TRECHO DE ORIGEM ▸

━━━━━━━━━━

De acordo com os autores, o fundamento da psicanálise é o inconsciente. O inconsciente seria uma evidência empírica cuja influência poderia ser percebida somente pelo psicanalista. Esse privilégio do psicanalista seria a fonte dos maiores danos que porventura a prática psicanalítica poderia provocar em seus pacientes. Enfim, nada mais falso. O inconsciente não é uma evidência empírica, e sim uma hipótese clínica inferida a partir de suas formações, como os sonhos, os atos falhos e os sintomas. Sua influência não é percebida somente pelo psicanalista – e sua interpretação pode ou não ser aceita pelo paciente.
O psicanalista, ao contrário do que afirmam os autores, não é mestre de um saber oculto ao paciente, mas é aquele que vai proporcionar que o saber do próprio paciente possa ser analisado. Dito de outra maneira: o psicanalista está menos para um professor universitário e mais para um Sócrates em Atenas.

━━━━━━━━━━

DADOS FORNECIDOS ▸
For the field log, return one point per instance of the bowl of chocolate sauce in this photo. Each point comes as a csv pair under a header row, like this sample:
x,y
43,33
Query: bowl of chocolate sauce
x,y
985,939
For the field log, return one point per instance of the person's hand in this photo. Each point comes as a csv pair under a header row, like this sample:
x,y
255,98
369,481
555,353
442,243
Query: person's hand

━━━━━━━━━━

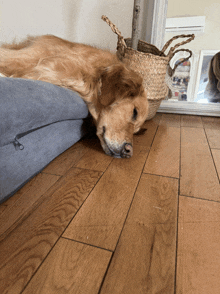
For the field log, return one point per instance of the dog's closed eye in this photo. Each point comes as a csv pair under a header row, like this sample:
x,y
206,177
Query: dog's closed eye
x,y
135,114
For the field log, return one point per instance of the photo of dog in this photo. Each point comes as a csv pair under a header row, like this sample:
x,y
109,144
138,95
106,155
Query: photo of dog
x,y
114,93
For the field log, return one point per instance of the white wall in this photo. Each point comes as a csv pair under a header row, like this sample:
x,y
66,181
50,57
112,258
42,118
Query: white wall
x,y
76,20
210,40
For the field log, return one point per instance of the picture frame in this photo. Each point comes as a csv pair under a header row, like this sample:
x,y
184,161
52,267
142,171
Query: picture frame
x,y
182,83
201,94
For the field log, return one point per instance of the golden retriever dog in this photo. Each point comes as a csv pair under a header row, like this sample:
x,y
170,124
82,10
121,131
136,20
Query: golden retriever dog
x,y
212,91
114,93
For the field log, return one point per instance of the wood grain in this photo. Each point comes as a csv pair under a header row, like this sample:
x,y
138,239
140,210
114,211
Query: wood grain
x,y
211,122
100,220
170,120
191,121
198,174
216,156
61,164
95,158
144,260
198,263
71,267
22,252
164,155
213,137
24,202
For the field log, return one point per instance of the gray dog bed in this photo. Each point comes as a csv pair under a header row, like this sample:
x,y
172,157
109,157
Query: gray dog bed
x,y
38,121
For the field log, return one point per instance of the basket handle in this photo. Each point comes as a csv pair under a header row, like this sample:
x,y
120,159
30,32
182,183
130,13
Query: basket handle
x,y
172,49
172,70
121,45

━━━━━━━━━━

PERGUNTAS A RESPONDER ▸
a - Segundo o trecho sobre psicanálise, o inconsciente é inferido a partir de quê?
b - Reproduza a parte do trecho sobre psicanálise que começa em "O psicanalista, ao" e termina em "Sócrates em Atenas.", trocando "professor universitário" por "docente de faculdade".

RESPOSTAS ÀS TAREFAS ▸
a - De suas formações, como os sonhos, os atos falhos e os sintomas.

b -
O psicanalista, ao contrário do que afirmam os autores, não é mestre de um saber oculto ao paciente, mas é aquele que vai proporcionar que o saber do próprio paciente possa ser analisado. Dito de outra maneira: o psicanalista está menos para um docente de faculdade e mais para um Sócrates em Atenas.